EXCERPT PROVIDED:

● ● ● ● ● ● ●

The movement to transform the way medical care is paid for — by rewarding the quality of care over the quantity — received a big push Wednesday from a national coalition of health organizations, including three major players in Massachusetts.
The newly formed Health Care Transformation Task Force encompasses nearly two dozen providers and insurers. It includes Massachusetts’ largest health system, largest insurer, and largest independent doctors group: Partners HealthCare, Blue Cross Blue Shield of Massachusetts, and Atrius Health.
“The significance of this group for us is seeing payment reform begin to really gain momentum,” said Dana Gelb Safran, senior vice president of performance measurement and improvement at Blue Cross. “It can really put wind in the sails of payment reform.”
Traditionally, providers have been paid under a fee-for-service model, in which they are reimbursed for each patient they see and procedure they perform. The model encourages providers to do as many procedures as they can, without necessarily considering the quality of care.
Newer payment models, known as “value-based” arrangements, reward providers for keeping patients healthy and out of hospital beds, aiming to control costs by cutting unnecessary procedures. Contracts like this usually give providers a set budget to care for a group of patients. Providers can be penalized when they exceed that amount or rewarded when they come in under budget.

● ● ● ● ● ● ●

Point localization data
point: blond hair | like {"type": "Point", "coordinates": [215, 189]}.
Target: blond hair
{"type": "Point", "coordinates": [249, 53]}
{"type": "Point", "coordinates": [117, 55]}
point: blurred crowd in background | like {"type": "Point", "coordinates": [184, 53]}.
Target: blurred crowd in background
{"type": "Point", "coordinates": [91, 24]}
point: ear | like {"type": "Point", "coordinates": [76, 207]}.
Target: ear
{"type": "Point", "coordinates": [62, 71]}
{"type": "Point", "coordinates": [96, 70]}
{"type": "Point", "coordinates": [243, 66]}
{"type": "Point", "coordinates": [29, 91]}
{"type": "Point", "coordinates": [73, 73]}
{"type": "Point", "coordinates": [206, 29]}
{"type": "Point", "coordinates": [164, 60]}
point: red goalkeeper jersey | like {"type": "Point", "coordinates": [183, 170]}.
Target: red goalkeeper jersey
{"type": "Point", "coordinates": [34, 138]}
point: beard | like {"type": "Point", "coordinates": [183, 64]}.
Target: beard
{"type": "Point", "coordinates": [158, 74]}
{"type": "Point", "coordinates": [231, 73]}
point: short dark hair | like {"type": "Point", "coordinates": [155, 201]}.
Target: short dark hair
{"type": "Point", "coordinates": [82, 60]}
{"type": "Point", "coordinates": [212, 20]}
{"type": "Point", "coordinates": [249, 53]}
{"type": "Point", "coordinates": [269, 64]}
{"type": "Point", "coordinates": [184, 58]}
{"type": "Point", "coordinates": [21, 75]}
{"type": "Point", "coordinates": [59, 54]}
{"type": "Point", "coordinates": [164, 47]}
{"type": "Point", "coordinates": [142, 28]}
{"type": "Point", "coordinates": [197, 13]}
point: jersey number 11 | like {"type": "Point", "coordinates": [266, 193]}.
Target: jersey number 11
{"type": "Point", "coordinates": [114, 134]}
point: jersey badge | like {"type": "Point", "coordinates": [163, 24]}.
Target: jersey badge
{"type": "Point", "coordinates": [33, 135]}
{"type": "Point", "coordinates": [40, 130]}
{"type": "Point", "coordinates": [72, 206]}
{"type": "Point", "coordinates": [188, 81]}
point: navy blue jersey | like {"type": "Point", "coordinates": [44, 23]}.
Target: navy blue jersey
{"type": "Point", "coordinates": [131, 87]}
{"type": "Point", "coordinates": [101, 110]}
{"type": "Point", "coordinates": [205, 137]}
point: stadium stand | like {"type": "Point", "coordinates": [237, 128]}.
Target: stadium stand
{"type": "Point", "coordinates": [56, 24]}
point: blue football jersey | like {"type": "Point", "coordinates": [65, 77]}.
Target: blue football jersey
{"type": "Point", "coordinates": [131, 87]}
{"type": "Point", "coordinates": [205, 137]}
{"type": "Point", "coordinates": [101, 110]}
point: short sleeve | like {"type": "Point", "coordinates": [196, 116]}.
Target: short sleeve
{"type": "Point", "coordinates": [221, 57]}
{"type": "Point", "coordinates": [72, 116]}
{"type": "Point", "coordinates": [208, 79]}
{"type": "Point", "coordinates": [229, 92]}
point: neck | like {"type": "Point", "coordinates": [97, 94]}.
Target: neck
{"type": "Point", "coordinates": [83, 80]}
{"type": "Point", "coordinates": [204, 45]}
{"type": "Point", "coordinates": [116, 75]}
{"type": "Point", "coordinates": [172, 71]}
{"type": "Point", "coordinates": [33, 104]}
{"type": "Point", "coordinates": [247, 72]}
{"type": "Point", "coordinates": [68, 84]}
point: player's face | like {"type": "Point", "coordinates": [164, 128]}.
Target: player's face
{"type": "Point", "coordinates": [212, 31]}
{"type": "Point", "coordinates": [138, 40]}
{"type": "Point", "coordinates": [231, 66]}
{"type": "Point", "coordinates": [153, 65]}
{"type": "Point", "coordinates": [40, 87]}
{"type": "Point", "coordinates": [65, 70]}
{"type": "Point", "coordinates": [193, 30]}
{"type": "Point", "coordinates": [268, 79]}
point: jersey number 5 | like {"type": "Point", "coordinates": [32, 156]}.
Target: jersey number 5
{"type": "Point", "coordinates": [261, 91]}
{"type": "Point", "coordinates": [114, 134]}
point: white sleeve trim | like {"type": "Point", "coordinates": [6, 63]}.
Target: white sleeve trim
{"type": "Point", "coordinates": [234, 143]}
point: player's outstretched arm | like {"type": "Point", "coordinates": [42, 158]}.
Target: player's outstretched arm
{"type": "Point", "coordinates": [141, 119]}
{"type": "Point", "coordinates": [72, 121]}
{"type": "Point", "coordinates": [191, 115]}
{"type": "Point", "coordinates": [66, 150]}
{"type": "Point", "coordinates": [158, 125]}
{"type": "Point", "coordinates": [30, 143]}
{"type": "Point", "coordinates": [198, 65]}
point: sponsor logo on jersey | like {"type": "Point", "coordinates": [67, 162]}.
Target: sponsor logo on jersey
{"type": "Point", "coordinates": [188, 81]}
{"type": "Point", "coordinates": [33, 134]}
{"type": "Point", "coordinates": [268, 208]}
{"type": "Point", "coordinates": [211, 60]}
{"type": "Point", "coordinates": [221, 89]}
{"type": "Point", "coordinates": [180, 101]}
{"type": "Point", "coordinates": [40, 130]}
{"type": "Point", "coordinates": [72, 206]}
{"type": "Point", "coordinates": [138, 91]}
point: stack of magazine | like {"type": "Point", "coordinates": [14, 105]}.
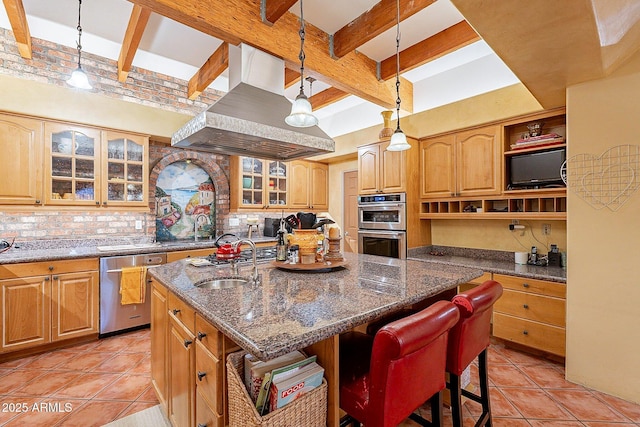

● ● ● ● ● ● ●

EXERCISE DETAILS: Reproduce word for word the part of the payment reform article that opens with the words containing "The movement to" and closes with "and Atrius Health.". Nothing in the listing is needed.

EXERCISE SOLUTION:
The movement to transform the way medical care is paid for — by rewarding the quality of care over the quantity — received a big push Wednesday from a national coalition of health organizations, including three major players in Massachusetts.
The newly formed Health Care Transformation Task Force encompasses nearly two dozen providers and insurers. It includes Massachusetts’ largest health system, largest insurer, and largest independent doctors group: Partners HealthCare, Blue Cross Blue Shield of Massachusetts, and Atrius Health.